REQUIREMENTS >>
a: In the Spitzer news article, why does the UBS analyst Andrew Kligerman not expect Spitzer's complaint to hurt National Financial's stock price? Answer in one to three sentences.
b: Continue the Spitzer news article after its final sentence, which ends "New York Attorney General Eliot Spitzer charged Thursday."

SOURCE >>

-*-*-

October 29, 2006 by Administrator

WEILL’S DAUGHTER’S FIRM TARGETED BY SPITZER

October 28, 2006 — New York Attorney General Elliot Spitzer, having successfully embarrassed former Citigroup chairman Sandy Weill a few years ago, has now taken aim at Weill’s daughter – who runs wealth management firm National Financial Partners.

On Thursday, Spitzer cited National Financial several times in a civil suit filed against Coventry Financial for “repeated and persistent fraudulent and illegal acts” in the sale of so-called life settlements, which give cash to life insurance policy holders in exchange for them naming the firm as their prime beneficiary.

Firms like Coventry then continue to pay the premiums on the policy and collect the payout when the person dies.

National Financial, run by Weill’s daughter Jessica Bibliowicz, operates one of the nation’s largest life settlement brokers, which bring together life insurance policyholders with company’s that offer life settlements.

National Financial wasn’t named as a defendant in the lawsuit, but its life settlements subsidiary, called Advanced Settlements, is mentioned by Spitzer as taking over $132,000 in an alleged bid-rigging scheme that defrauded the owners of the life insurance policies.

He alleges that Coventry paid kickbacks to brokers like National Financial for giving them lower prices on life settlements even though the brokers were supposed to be working solely for policyholders.

UBS analyst Andrew Kligerman doesn’t see Spitzer’s complaint hurting National Financial’s stock price.

Life settlements will only represent about 4 percent of the company’s revenue this year and it is looking to curtail the business anyway, Kligerman said.

Bibliowicz left Citigroup to join National Financial after a highly-publicized tiff with her father in 1997 over the fate of J.P. Morgan head Jamie Dimon, who was slated to take over the helm of Citigroup when Weill retired.

Dimon’s own run-in with Bibliowicz poisoned the relationship he had with Weill and in 1998 Dimon left the company to join Bank One.

Shares in National Financial closed yesterday up $1.45 to $39.07.

Source: Zachary COve – NYPost

October 27, 2006 by Administrator

ALBANY, N.Y. – One of the nation’s leading “life settlement” companies – a business that helps people cash in life insurance policies before they die for a fraction of their value – made “secret payments” to suppress competitive bids and charged high commissions that hurt the policy sellers, New York Attorney General Eliot Spitzer charged Thursday.

-*-*-

Point placement records
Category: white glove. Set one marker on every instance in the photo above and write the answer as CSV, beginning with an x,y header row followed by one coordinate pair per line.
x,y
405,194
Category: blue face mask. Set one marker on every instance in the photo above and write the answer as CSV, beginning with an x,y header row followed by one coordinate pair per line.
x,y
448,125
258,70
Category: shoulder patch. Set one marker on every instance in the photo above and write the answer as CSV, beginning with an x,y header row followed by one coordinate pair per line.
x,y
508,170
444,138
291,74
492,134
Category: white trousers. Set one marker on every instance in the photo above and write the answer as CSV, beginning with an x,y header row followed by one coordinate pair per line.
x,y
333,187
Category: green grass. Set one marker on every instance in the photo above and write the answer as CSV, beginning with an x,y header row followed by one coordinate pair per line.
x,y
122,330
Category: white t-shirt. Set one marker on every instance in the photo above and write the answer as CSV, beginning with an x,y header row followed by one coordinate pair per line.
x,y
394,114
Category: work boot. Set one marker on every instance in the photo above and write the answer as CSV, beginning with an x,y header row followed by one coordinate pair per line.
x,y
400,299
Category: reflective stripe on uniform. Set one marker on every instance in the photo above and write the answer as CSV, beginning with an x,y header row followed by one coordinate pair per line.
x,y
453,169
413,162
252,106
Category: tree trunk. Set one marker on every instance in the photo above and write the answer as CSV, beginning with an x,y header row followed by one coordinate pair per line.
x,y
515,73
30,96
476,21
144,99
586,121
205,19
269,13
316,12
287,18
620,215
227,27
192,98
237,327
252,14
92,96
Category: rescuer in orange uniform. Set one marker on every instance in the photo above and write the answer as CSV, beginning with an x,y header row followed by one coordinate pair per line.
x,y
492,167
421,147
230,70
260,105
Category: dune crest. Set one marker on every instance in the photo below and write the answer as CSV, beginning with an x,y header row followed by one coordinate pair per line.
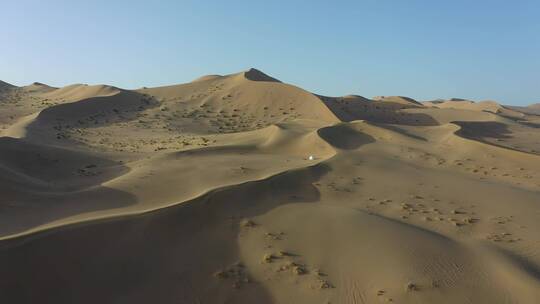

-*-*-

REPLIES >>
a: Kligerman said life settlements will make up only about 4 percent of National Financial's revenue this year. He also said the company is looking to curtail that business anyway.

b:
Coventry First LLC of Philadelphia, a leader in the growing $6 billion industry, is accused in a lawsuit Spitzer filed in state Supreme Court in Manhattan on Thursday. Spitzer said Coventry violated fraud and antitrust laws by making secret payments to competitors that stifled bidding and weren’t disclosed to policy sellers.

The company, which said it provided documents and interviews to assist the investigation, criticized Spitzer’s action.

“The attorney general’s civil complaint relies almost exclusively on a handful of out-of-context e-mails that do not support the allegations,” said company CEO Alan Buerger. “We intend to fight the allegations and are confident that we will be vindicated in court once the true facts are laid out.”

Buerger said Coventry has lobbied Albany to regulate life settlement companies to protect firms and customers, but Spitzer’s “regulation through litigation will not advance this goal.”

“The vast majority of owners we purchase policies from are represented by counsel and/or financial planners, and Coventry has dealt with them in good faith and with the highest standards,” he said. “Our customers and business partners know that Coventry First has set the standard for unquestionable ethics and integrity.”

The practice of paying policy holders for their life insurance is legal and Spitzer says the industry has tripled in size in the last three years. The companies pay for the policies, keep up premium payments then collect upon the sellers’ deaths.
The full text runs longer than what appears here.